Exercise goal: An exact copy of all entries is the expected answer.

-------------------------

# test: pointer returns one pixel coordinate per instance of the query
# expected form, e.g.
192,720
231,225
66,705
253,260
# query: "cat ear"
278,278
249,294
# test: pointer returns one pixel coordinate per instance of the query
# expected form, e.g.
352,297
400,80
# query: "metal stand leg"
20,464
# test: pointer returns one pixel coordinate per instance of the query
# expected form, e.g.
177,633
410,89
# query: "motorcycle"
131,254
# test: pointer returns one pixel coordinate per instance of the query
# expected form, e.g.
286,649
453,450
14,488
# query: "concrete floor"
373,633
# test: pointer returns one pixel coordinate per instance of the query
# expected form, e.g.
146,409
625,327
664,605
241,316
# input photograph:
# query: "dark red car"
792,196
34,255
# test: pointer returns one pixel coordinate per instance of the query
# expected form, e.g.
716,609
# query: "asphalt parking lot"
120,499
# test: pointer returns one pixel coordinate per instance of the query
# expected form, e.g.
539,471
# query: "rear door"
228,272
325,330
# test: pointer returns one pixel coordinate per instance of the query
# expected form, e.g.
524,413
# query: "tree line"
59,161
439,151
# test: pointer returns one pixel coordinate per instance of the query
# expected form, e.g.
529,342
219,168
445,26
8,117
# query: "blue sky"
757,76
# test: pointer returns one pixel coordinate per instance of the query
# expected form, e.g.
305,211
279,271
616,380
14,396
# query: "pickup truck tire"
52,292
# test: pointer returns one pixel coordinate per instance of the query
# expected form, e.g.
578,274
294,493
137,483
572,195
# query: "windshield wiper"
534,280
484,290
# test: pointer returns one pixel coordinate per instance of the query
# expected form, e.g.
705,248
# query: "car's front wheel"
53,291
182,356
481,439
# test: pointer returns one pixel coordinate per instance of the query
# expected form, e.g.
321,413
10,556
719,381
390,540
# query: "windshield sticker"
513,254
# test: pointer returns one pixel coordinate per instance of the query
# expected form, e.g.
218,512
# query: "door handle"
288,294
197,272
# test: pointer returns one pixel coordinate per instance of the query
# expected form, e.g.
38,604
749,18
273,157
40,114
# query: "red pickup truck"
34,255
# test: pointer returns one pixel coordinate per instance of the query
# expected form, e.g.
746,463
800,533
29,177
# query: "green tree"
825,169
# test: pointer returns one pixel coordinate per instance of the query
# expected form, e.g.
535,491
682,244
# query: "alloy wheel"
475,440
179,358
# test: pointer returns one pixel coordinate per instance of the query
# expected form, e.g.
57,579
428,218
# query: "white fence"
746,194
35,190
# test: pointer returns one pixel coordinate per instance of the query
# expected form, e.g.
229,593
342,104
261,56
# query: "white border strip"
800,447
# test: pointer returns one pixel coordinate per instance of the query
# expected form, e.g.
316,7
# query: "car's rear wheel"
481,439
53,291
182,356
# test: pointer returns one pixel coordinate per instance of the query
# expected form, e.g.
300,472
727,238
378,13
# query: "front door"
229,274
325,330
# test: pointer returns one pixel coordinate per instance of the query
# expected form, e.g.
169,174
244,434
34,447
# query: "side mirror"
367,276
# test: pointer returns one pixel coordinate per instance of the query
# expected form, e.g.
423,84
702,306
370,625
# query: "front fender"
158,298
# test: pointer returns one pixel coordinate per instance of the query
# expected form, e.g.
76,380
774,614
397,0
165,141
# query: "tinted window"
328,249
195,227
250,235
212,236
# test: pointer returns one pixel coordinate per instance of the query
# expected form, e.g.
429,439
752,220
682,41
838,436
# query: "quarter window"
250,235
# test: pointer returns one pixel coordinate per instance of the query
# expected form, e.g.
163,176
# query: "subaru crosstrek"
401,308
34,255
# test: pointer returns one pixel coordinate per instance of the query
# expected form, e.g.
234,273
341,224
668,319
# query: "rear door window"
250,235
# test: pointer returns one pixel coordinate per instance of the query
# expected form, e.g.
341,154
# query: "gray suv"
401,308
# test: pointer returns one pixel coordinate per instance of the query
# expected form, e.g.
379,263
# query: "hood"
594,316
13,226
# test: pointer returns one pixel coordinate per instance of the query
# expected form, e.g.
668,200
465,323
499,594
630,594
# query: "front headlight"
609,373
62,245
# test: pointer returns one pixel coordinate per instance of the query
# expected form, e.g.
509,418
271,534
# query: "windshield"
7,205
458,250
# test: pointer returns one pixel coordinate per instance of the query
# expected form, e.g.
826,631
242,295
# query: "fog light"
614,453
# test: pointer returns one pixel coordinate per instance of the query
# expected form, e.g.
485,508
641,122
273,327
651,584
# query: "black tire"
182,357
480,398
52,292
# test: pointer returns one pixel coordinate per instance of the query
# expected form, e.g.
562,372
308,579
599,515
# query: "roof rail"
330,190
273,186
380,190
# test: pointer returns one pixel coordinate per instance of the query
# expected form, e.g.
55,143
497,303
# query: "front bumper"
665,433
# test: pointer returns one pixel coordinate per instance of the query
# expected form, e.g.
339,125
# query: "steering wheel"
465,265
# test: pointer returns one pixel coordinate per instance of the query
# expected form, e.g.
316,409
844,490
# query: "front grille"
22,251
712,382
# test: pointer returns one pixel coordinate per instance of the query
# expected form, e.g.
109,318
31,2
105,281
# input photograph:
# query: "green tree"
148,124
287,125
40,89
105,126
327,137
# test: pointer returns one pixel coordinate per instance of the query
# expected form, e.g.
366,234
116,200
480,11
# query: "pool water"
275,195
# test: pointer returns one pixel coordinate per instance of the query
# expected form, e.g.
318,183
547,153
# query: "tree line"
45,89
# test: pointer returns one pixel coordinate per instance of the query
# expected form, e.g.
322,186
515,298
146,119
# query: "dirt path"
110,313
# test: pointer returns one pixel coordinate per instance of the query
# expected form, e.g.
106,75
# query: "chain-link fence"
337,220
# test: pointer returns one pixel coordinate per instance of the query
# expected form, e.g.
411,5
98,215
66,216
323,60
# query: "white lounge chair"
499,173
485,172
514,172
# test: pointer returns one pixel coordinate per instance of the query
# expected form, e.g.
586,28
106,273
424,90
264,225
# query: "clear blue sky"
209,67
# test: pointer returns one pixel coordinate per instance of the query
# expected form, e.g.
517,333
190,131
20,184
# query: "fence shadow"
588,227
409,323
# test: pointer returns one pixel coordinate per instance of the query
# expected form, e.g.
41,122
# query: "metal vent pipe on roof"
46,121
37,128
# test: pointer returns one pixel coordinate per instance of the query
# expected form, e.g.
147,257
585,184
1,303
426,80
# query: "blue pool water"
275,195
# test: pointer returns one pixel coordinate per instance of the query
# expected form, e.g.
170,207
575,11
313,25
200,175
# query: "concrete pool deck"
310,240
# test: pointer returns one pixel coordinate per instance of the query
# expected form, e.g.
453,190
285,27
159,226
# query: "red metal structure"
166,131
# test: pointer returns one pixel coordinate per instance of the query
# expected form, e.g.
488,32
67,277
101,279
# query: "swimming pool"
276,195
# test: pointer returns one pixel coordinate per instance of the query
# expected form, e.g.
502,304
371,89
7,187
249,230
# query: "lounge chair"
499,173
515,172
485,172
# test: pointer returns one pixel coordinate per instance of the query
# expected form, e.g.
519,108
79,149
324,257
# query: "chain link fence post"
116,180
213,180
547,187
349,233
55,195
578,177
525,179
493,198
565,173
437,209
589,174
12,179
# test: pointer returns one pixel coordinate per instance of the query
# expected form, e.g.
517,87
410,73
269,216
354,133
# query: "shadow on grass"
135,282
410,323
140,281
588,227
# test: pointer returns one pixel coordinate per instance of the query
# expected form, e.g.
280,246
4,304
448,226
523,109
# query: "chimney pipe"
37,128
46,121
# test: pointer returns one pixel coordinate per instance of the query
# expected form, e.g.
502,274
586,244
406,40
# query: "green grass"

-------------------------

Expected output:
# test: pointer returns one pixel coordinate per instance of the query
# expected form, e.g.
192,720
231,225
66,705
253,260
# query: "cat ear"
278,278
249,294
# test: pointer returns one pixel coordinate per instance of the query
# expected form, e.g.
352,297
400,80
# query: "metal stand leg"
20,464
# test: pointer returns one pixel coordinate per instance of the query
# expected form, e.g.
177,633
410,89
# query: "motorcycle"
131,254
# test: pointer returns one pixel coordinate per instance of the query
# expected form, e.g.
286,649
453,450
14,488
# query: "concrete floor"
373,633
# test: pointer returns one pixel coordinate per instance of the query
# expected form, e.g.
146,409
625,327
664,605
241,316
# input photograph:
# query: "dark red car"
792,196
34,255
# test: pointer returns one pixel coordinate per instance of the query
# expected form, e.g.
716,609
# query: "asphalt parking lot"
120,499
# test: pointer returns one pixel coordinate per instance of the query
# expected form, e.g.
539,471
# query: "rear door"
228,272
325,330
# test: pointer returns one pixel coordinate per instance of the query
# expected form, e.g.
524,413
# query: "tree line"
59,161
439,151
# test: pointer returns one pixel coordinate per instance of the query
# expected form, e.g.
529,342
219,168
445,26
8,117
# query: "blue sky"
757,76
# test: pointer returns one pixel coordinate per instance of the query
# expected form, e.g.
305,211
279,271
616,380
14,396
# query: "pickup truck tire"
52,292
# test: pointer returns one pixel coordinate per instance of the query
# expected form, e.g.
578,274
294,493
137,483
572,195
# query: "windshield wiper"
534,280
484,290
# test: pointer returns one pixel coordinate per instance of the query
# expected form, e.g.
705,248
# query: "car's front wheel"
53,291
182,356
481,439
# test: pointer returns one pixel coordinate per instance of the query
# expected form, e.g.
321,413
10,556
719,381
390,540
# query: "windshield sticker"
513,254
# test: pointer returns one pixel coordinate per instance of the query
# expected form, e.g.
218,512
# query: "door handle"
288,294
197,272
# test: pointer returns one pixel coordinate per instance of the query
# expected form, e.g.
38,604
749,18
273,157
40,114
# query: "red pickup truck"
34,255
# test: pointer returns one pixel coordinate per instance of the query
# expected form, e.g.
746,463
800,533
29,177
# query: "green tree"
825,169
# test: pointer returns one pixel coordinate per instance of the query
# expected form, e.g.
535,491
682,244
# query: "alloy wheel"
475,440
179,358
# test: pointer returns one pixel coordinate per instance of the query
# expected form, e.g.
57,579
428,218
# query: "white fence"
746,194
35,190
# test: pointer returns one pixel coordinate per instance of the query
# expected form, e.g.
229,593
342,104
261,56
# query: "white border strip"
800,447
# test: pointer returns one pixel coordinate per instance of the query
# expected form, e.g.
316,7
# query: "car's rear wheel"
481,439
53,291
182,356
# test: pointer returns one pixel coordinate per instance of the query
# expected form, e.g.
300,472
727,238
378,13
# query: "front door"
229,274
325,330
# test: pointer returns one pixel coordinate per instance of the query
# expected form, e.g.
169,174
244,434
34,447
# query: "side mirror"
367,276
# test: pointer returns one pixel coordinate per instance of the query
# expected form, e.g.
423,84
702,306
370,625
# query: "front fender"
158,298
# test: pointer returns one pixel coordinate per instance of the query
# expected form, e.g.
76,380
774,614
397,0
165,141
# query: "tinted window"
328,249
195,227
250,235
212,236
# test: pointer returns one pixel coordinate per instance of the query
# expected form, e.g.
429,439
752,220
682,41
838,436
# query: "quarter window"
250,235
# test: pointer returns one pixel coordinate per instance of the query
# expected form, e.g.
163,176
# query: "subaru crosstrek"
401,308
34,255
# test: pointer returns one pixel coordinate per instance of the query
# expected form, e.g.
234,273
341,224
668,319
# query: "rear door window"
250,235
# test: pointer returns one pixel coordinate per instance of the query
# expected form, e.g.
341,154
# query: "gray suv"
401,308
# test: pointer returns one pixel coordinate per instance of the query
# expected form, e.g.
379,263
# query: "hood"
594,316
13,226
# test: pointer returns one pixel coordinate per instance of the query
# expected form, e.g.
668,200
465,323
499,594
630,594
# query: "front headlight"
609,373
62,245
# test: pointer returns one pixel coordinate per instance of the query
# expected form, e.g.
509,418
271,534
# query: "windshield"
7,205
458,250
# test: pointer returns one pixel coordinate per instance of the query
# expected form, e.g.
826,631
242,295
# query: "fog light"
614,453
# test: pointer returns one pixel coordinate per instance of the query
# expected form, e.g.
485,508
641,122
273,327
651,584
# query: "black tire"
182,357
480,398
52,292
# test: pointer returns one pixel coordinate per instance of the query
# expected form, e.g.
562,372
308,579
599,515
# query: "roof rail"
330,190
273,186
380,190
# test: pointer returns one pixel coordinate per instance of the query
# expected form, e.g.
55,143
497,303
# query: "front bumper"
665,433
# test: pointer returns one pixel coordinate per instance of the query
# expected form, e.g.
339,125
# query: "steering wheel"
465,265
# test: pointer returns one pixel coordinate per instance of the query
# expected form, e.g.
316,409
844,490
# query: "front grille"
22,251
712,382
# test: pointer returns one pixel coordinate per instance of the query
# expected form, e.g.
109,318
31,2
105,281
# input photograph:
# query: "green tree"
148,124
287,125
40,89
105,126
327,137
# test: pointer returns one pixel coordinate per instance of the query
# expected form, e.g.
366,234
116,200
480,11
# query: "pool water"
275,195
# test: pointer returns one pixel coordinate per instance of the query
# expected form, e.g.
318,183
547,153
# query: "tree line"
45,89
# test: pointer returns one pixel coordinate per instance of the query
# expected form, e.g.
322,186
515,298
146,119
# query: "dirt path"
110,313
# test: pointer returns one pixel coordinate per instance of the query
# expected form, e.g.
106,75
# query: "chain-link fence"
337,220
# test: pointer returns one pixel coordinate per instance of the query
# expected form, e.g.
411,5
98,215
66,216
323,60
# query: "white lounge chair"
499,173
485,172
514,172
# test: pointer returns one pixel coordinate per instance of the query
# expected form, e.g.
586,28
106,273
424,90
264,225
# query: "clear blue sky"
209,67
# test: pointer returns one pixel coordinate per instance of the query
# expected form, e.g.
517,333
190,131
20,184
# query: "fence shadow"
588,227
409,323
# test: pointer returns one pixel coordinate per instance of the query
# expected form, e.g.
41,122
# query: "metal vent pipe on roof"
46,121
37,128
# test: pointer returns one pixel coordinate per instance of the query
# expected form, e.g.
147,257
585,184
1,303
426,80
# query: "blue pool water"
275,195
# test: pointer returns one pixel coordinate per instance of the query
# expected form, e.g.
170,207
575,11
313,25
200,175
# query: "concrete pool deck"
310,240
# test: pointer returns one pixel coordinate per instance of the query
# expected form, e.g.
453,190
285,27
159,226
# query: "red metal structure"
166,131
# test: pointer returns one pixel coordinate per instance of the query
# expected form, e.g.
488,32
67,277
101,279
# query: "swimming pool"
276,195
# test: pointer returns one pixel coordinate per instance of the query
# expected form, e.g.
502,304
371,89
7,187
249,230
# query: "lounge chair"
499,173
515,172
485,172
# test: pointer returns one pixel coordinate per instance of the query
# expected form, e.g.
519,108
79,149
324,257
# query: "chain link fence post"
116,180
213,180
547,187
349,233
55,195
578,177
525,179
493,198
565,173
437,209
589,174
12,179
# test: pointer returns one pixel coordinate per instance of the query
# expected form, e.g.
517,87
410,73
269,216
354,133
# query: "shadow on grass"
135,282
410,323
140,281
588,227
# test: pointer returns one pixel coordinate per instance of the query
# expected form, e.g.
280,246
4,304
448,226
523,109
# query: "chimney pipe"
37,128
46,121
# test: pointer returns one pixel coordinate per instance of the query
# expected form, e.g.
502,274
586,244
406,40
# query: "green grass"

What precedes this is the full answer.